#### What is required:
Type every record exactly as it appears.
╭─ Data for this task
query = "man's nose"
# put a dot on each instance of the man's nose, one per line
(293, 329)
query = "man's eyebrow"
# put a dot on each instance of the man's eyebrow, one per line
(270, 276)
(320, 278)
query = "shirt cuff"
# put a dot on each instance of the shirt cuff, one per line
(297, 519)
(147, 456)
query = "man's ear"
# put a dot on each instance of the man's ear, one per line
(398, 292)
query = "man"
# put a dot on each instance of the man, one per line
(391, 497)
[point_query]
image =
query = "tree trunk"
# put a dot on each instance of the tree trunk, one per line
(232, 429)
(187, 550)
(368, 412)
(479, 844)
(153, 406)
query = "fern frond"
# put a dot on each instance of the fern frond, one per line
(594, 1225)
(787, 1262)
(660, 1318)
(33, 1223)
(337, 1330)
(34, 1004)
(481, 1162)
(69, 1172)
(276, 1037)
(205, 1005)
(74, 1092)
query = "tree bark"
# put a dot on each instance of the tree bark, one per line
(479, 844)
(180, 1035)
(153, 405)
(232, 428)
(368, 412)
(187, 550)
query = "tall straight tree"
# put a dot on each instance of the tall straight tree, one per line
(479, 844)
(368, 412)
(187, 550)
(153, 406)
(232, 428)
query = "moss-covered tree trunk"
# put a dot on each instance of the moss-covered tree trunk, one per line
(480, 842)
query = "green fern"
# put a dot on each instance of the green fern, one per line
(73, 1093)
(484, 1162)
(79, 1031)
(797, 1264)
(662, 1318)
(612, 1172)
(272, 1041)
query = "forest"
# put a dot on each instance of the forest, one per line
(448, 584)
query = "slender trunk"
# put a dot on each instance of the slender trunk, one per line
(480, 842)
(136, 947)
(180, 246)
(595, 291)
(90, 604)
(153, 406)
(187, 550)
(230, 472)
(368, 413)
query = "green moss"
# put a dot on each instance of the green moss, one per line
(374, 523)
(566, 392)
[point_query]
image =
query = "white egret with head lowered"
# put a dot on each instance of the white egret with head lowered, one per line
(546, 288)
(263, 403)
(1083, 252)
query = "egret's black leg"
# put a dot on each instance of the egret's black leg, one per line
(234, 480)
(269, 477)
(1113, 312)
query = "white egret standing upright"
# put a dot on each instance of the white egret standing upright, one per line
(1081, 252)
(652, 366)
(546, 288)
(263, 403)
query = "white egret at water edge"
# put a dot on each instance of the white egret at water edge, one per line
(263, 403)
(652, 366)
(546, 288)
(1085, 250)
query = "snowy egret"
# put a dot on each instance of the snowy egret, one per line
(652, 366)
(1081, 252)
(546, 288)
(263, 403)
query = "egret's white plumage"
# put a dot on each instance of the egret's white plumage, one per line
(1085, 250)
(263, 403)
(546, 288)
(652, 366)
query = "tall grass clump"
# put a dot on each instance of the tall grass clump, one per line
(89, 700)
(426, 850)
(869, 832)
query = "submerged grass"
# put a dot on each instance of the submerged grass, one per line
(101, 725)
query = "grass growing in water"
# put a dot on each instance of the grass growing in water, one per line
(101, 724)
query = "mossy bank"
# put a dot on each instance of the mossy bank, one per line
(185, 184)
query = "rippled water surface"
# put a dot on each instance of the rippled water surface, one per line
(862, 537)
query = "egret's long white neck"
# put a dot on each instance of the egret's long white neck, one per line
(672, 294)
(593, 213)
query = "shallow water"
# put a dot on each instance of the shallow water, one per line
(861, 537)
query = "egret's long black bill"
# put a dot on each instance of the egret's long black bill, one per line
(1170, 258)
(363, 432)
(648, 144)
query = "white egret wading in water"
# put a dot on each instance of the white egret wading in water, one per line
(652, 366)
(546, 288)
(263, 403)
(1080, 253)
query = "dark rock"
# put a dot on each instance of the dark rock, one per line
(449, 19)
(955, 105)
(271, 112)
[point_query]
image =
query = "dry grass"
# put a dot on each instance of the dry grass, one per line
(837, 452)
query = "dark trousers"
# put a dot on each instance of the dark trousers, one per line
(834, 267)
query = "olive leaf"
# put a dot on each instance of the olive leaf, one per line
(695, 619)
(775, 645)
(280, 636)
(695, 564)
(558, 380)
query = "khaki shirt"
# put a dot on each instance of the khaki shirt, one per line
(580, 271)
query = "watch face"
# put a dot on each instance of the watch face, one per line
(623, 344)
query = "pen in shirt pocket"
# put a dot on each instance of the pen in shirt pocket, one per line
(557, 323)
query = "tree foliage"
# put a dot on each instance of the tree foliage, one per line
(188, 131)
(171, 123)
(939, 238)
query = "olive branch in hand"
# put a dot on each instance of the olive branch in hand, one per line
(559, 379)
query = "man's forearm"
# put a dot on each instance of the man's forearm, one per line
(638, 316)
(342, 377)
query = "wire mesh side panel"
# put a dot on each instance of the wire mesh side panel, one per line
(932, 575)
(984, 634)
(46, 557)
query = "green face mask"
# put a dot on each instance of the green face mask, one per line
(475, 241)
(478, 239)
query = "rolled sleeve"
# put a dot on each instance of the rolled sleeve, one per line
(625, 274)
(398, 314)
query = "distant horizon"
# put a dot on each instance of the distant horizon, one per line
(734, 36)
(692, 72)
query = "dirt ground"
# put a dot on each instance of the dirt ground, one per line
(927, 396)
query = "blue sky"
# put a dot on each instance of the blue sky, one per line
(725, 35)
╰─
#### Solved problem:
query = "man's nose"
# put a dot on each instance of the man's nose, one per line
(293, 329)
query = "man's eyebrow"
# put a dot on each instance of the man's eyebrow, one per line
(270, 276)
(320, 278)
query = "shirt cuff"
# put a dot on each instance of the shirt cuff, one per line
(297, 519)
(147, 456)
query = "man's ear"
# put a dot on each instance of the man's ear, one per line
(398, 292)
query = "man"
# put a dot on each instance of the man, one per line
(391, 497)
[point_query]
image =
query = "tree trunk"
# put a dot on each instance of the tree trunk, one per line
(232, 429)
(187, 550)
(368, 412)
(479, 844)
(153, 406)
query = "fern frond"
# put a dot on each instance of the fern frond, one per line
(594, 1225)
(787, 1262)
(660, 1318)
(33, 1223)
(337, 1330)
(34, 1004)
(481, 1162)
(69, 1172)
(276, 1037)
(205, 1005)
(74, 1092)
query = "tree bark"
# put a dot on each instance of the tree bark, one per line
(479, 844)
(180, 1035)
(153, 405)
(232, 428)
(368, 412)
(187, 550)
query = "tall straight tree"
# put a dot on each instance of the tall straight tree, one per line
(479, 844)
(368, 412)
(187, 550)
(153, 406)
(232, 428)
query = "moss-covered tree trunk"
# put a dot on each instance of the moss-covered tree trunk, one per line
(480, 842)
query = "green fern"
# put a dot on each instance of the green fern, one per line
(73, 1093)
(484, 1162)
(79, 1031)
(797, 1264)
(662, 1318)
(612, 1172)
(272, 1041)
query = "forest"
# put a dot on each instance of the forest, one per line
(448, 584)
query = "slender trunk"
# put a dot on each instance of the slender trunk, one per line
(480, 842)
(136, 947)
(180, 246)
(595, 291)
(90, 604)
(153, 406)
(187, 550)
(230, 472)
(368, 413)
query = "green moss"
# put a dot on each instance of the green moss, one per line
(374, 523)
(566, 392)
[point_query]
image =
query = "white egret with head lowered"
# put a dot on each instance of the white egret with head lowered, one per line
(546, 288)
(263, 403)
(1083, 252)
query = "egret's black leg"
# put a dot on each instance of the egret's black leg, one per line
(234, 480)
(269, 477)
(1113, 312)
query = "white egret standing upright"
# put a dot on each instance of the white egret standing upright, one per line
(1081, 252)
(652, 366)
(546, 288)
(263, 403)
query = "white egret at water edge"
# put a dot on each instance of the white egret at water edge, one per line
(263, 403)
(652, 366)
(546, 288)
(1085, 250)
query = "snowy egret"
# put a dot on each instance of the snowy egret, one per line
(652, 366)
(1081, 252)
(546, 288)
(263, 403)
query = "egret's white plumage"
# put a dot on each instance of the egret's white plumage, one per line
(1085, 250)
(263, 403)
(546, 288)
(652, 366)
query = "tall grass clump"
# put a dot on each instance of the tall grass clump, one per line
(89, 700)
(426, 850)
(869, 832)
query = "submerged grass"
# put a dot on each instance of the submerged grass, one per line
(101, 725)
query = "grass growing in water"
# put a dot on each instance of the grass growing in water, one per line
(101, 724)
query = "mossy bank"
# put a dot on each instance of the mossy bank, one per line
(185, 184)
query = "rippled water surface"
# put a dot on each instance of the rippled water surface, one per line
(862, 537)
query = "egret's long white neck"
# put a dot on each instance of the egret's long white neck, one per line
(672, 294)
(593, 213)
query = "shallow water"
# put a dot on each instance of the shallow water, one per line
(861, 537)
query = "egret's long black bill"
# put a dot on each instance of the egret's long black bill, one per line
(1170, 258)
(363, 432)
(648, 144)
query = "white egret wading in water"
# put a dot on each instance of the white egret wading in water, one per line
(652, 366)
(546, 288)
(263, 403)
(1080, 253)
query = "dark rock"
# put a dot on each instance of the dark rock, one per line
(449, 19)
(955, 105)
(271, 112)
[point_query]
image =
query = "dry grass"
# put a dot on each instance of the dry grass, one per line
(837, 452)
query = "dark trousers"
# put a dot on each instance of the dark trousers, one per line
(834, 267)
query = "olive leaf"
# put a dot on each instance of the olive leaf, one per line
(695, 619)
(775, 645)
(280, 636)
(695, 564)
(558, 380)
query = "khaki shirt"
# put a dot on each instance of the khaki shirt, one per line
(580, 271)
query = "watch face"
# put a dot on each instance of the watch face, one per line
(623, 344)
query = "pen in shirt pocket"
# put a dot on each instance of the pen in shirt pocket, one per line
(557, 323)
query = "tree foliage"
# put a dot on each instance of the tree foliage, one per line
(188, 131)
(171, 123)
(939, 238)
query = "olive branch in hand"
# put a dot on each instance of the olive branch in hand, one per line
(559, 379)
query = "man's forearm"
# put a dot on each instance of the man's forearm, one per line
(638, 316)
(342, 377)
query = "wire mesh side panel"
# put a dot on each instance of the wire mesh side panel, one per line
(932, 575)
(984, 634)
(46, 557)
query = "green face mask"
# put a dot on each instance of the green face mask, one per line
(475, 241)
(478, 239)
query = "rolled sleeve"
# put a dot on each instance of the rolled sleeve, one per line
(625, 274)
(398, 314)
query = "distant horizon"
# put a dot on each instance of the distant horizon, one per line
(734, 36)
(692, 72)
query = "dirt ground"
# put a dot on each instance of the dirt ground, one per line
(927, 396)
query = "blue sky"
# put a dot on each instance of the blue sky, one per line
(725, 35)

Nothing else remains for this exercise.